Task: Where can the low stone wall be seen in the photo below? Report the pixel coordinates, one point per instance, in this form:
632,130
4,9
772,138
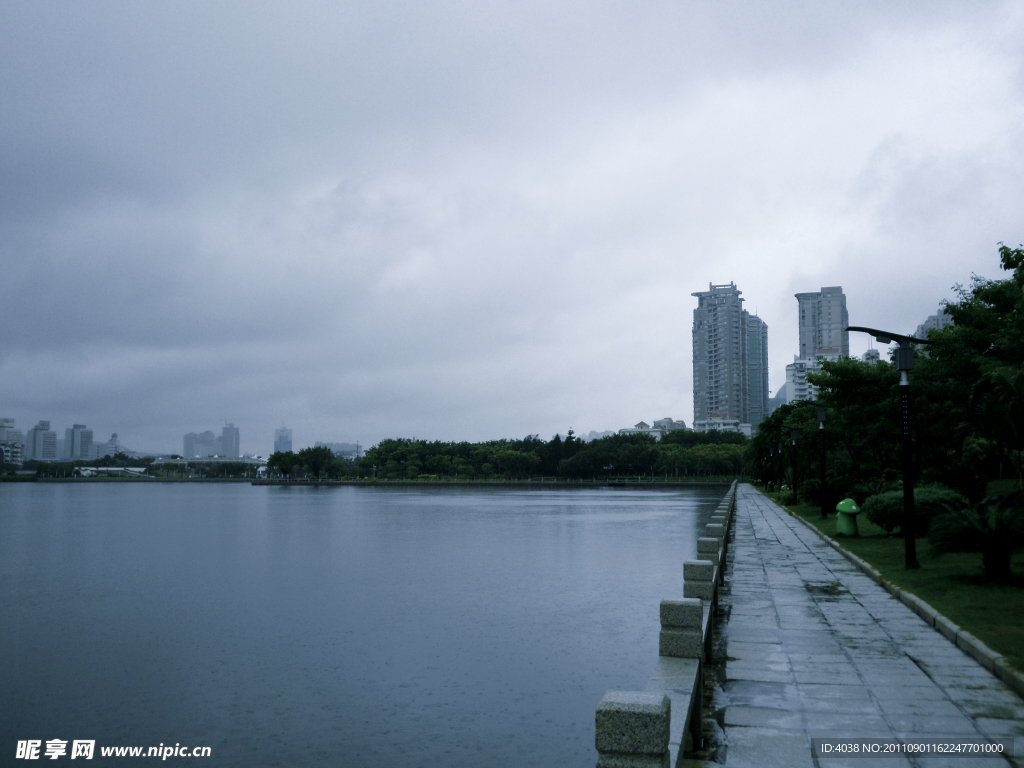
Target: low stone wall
653,727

+++

Copy the entire listing above word for word, omitting the pictures.

*Complete answer*.
Task: Where can the low stone wall be seen in the photo below? Report the pixel coordinates, one point per instance, in this form:
632,130
4,9
772,138
Target: low stone wall
653,727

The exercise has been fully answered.